TASK STATEMENT -
Duplicate the stretch of the listing from its first line through the line that contains "pixel 495 525", reproducing every line word for word.

Data lines
--- begin ---
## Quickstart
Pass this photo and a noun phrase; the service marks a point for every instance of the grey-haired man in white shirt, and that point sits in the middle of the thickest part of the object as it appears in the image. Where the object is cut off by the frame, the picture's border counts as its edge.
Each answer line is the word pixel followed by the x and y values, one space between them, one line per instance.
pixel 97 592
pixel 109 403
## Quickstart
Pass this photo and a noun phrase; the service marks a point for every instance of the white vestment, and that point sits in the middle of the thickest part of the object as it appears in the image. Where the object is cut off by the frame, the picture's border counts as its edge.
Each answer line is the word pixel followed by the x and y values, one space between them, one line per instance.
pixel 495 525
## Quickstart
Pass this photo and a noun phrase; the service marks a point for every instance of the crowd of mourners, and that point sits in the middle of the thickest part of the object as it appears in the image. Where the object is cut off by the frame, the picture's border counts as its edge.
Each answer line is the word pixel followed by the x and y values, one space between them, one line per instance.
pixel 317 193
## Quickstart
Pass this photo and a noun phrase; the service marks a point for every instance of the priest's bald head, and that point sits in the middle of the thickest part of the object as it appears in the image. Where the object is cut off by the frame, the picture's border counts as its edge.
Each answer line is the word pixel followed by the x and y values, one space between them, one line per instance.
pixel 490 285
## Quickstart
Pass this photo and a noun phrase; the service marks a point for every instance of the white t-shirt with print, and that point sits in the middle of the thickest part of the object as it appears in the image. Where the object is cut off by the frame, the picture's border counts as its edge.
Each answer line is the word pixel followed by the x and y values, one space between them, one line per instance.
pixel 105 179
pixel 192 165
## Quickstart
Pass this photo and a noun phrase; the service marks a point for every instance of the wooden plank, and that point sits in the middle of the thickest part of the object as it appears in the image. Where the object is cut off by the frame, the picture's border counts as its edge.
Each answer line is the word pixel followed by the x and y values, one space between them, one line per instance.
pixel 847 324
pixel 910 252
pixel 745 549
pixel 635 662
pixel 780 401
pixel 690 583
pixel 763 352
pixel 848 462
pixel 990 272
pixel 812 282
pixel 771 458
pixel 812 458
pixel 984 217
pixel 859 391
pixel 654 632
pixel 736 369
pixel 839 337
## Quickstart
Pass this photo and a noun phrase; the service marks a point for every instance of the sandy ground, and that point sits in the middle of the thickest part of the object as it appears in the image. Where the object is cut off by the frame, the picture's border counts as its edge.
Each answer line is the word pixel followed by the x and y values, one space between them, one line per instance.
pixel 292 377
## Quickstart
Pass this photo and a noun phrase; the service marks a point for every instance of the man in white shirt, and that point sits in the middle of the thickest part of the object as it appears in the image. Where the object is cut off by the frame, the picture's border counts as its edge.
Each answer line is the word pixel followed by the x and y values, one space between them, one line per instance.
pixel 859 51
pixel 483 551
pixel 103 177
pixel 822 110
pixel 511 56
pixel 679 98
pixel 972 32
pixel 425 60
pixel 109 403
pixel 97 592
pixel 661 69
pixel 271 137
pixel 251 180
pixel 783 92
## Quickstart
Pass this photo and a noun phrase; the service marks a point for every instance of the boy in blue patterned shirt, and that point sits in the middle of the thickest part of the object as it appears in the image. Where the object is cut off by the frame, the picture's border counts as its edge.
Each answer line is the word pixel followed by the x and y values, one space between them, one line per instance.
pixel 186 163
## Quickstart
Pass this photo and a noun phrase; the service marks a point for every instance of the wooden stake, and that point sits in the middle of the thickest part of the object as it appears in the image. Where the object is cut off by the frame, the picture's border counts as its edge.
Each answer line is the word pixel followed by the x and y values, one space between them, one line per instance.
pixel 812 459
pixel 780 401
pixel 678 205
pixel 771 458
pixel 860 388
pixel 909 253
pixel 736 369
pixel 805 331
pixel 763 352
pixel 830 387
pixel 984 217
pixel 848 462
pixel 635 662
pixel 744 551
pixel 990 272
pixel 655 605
--- end ---
RESPONSE TO THE TASK -
## Quickstart
Pass this photo and a noun phrase; the service marks a point for every instance of the grey-haired man in white shirt, and that point sits in the middle of the thickest part of the object as it appears in the image. Where the object is cut off by the frame, the picture's border counts as its edge.
Each answer line is the word pixel followed by the x and y values, one space between them, one line per instance.
pixel 97 592
pixel 109 403
## Quickstart
Pass this photo and a noun phrase; the service marks a point for every instance of the white vestment, and that point sits in the middle of the thickest part of the object as it appears in the image. Where the object is cut off by the frame, the picture's border counts as its edge.
Each answer line is the word pixel followed by the x and y values, one space between them, one line per instance.
pixel 495 525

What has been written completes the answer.